* _Texto seleccionado_:

════

Las librerías son lugares realmente especiales. Al introducirse en una de ellas, se escuchan constantemente ecos y voces. Algo que sucede en muy pocos lugares. Hasta hace muy pocos años, esto también ocurría, por ejemplo, en las tiendas de discos. Exactamente, hasta el comienzo de la era internet. Pero ahora únicamente me ocurre al penetrar en estos misteriosos antros. Ni tan siquiera los museos son comparables porque en las librerías, las voces se encuentran revueltas y en libertad simulando la vida. En ellas, de hecho, conviven clásicos con novedades olvidables y autores raros y modernos con absoluta naturalidad. Además, muchos de los libros contenidos en sus anaqueles parecen haber llegado allá por algún oscuro azar o sortilegio mágico al contrario que en los museos donde se percibe que todos los objetos han sufrido una rigurosa evaluación. Se han visto sometidos a la fuerza y rigor del canon.
Un librero no es tanto un examinador como un proveedor. Más un consejero que un dictaminador pues al ser, en esencia, un comerciante le sirven tanto las ventas de un libro viejo como las de uno nuevo, tanto las de uno bueno como las de uno malo. Y por ello, no tiende a discriminar sino a aceptar. A ser inclusivo y no exclusivo por más que tenga unos determinados gustos o que no comulgue con algunos de los textos vendidos.
No entiendo bien la razón pero creo que esta breve reflexión se adapta bastante bien a la última librería de la que hablaré por el momento: La montaña mágica. Un lugar abierto recientemente donde existe cierta fricción o tensión sumamente interesante puesto que se percibe que el librero, Vicente Velasco, entiende la literatura, el mundo de los libros, como algo pecaminoso y oscuro. Aparentemente, se muestra ufano, educado y amable al venderlos pero no le es posible esconder la excitación que siente por tener la posibilidad de hacer llegar textos al público en general que pueden fracturar su mente y espíritu.

════

* _Datos de origen_:
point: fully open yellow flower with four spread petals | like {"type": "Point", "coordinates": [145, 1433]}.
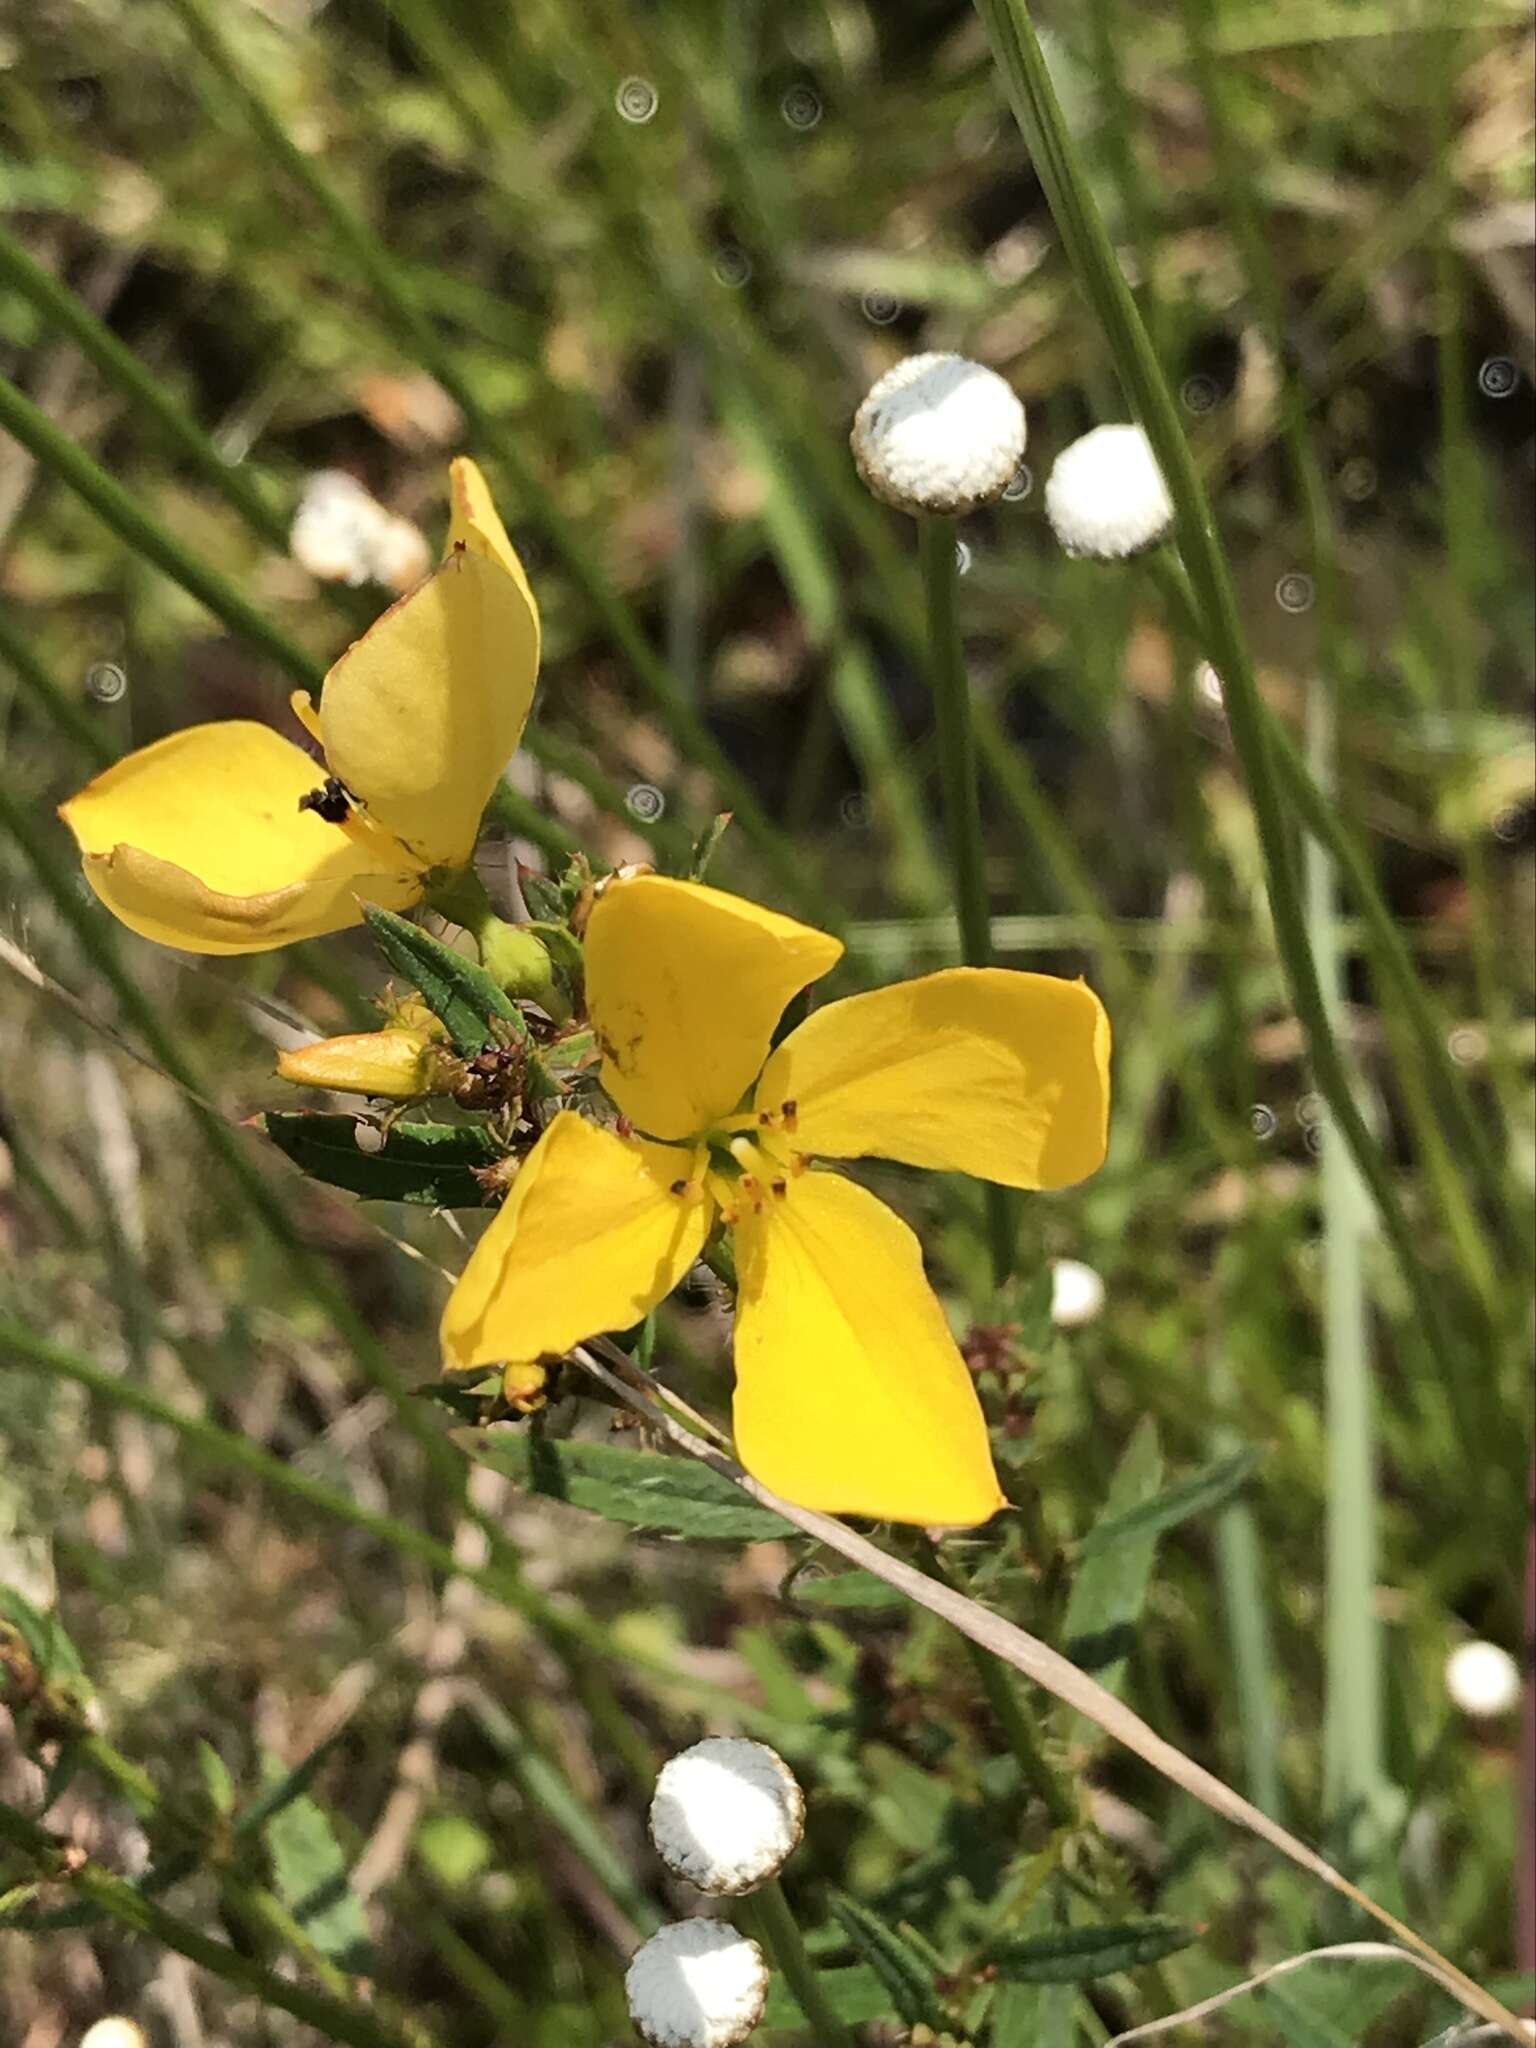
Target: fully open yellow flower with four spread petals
{"type": "Point", "coordinates": [851, 1394]}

════

* _Tarea a realizar_:
Enumera los adjetivos que, según el texto seleccionado, muestra el librero en la oración que empieza por "Aparentemente, se muestra".

* _Respuesta_:
ufano, educado, amable